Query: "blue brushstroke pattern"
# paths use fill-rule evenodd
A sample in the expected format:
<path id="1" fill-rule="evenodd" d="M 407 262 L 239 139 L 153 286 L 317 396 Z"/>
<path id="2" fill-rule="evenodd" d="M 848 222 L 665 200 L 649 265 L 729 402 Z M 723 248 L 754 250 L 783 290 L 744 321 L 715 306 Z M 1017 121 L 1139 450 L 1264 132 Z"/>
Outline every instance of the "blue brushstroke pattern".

::::::::::

▶ **Exercise goal**: Rewrite the lines from the first one up to and including the line with "407 262 L 239", replacing "sample" with "example" and leaving everything else unchanged.

▶ **Result of this task**:
Query: "blue brushstroke pattern"
# paths use fill-rule evenodd
A example in the expected format:
<path id="1" fill-rule="evenodd" d="M 407 262 L 239 139 L 153 286 L 317 396 Z"/>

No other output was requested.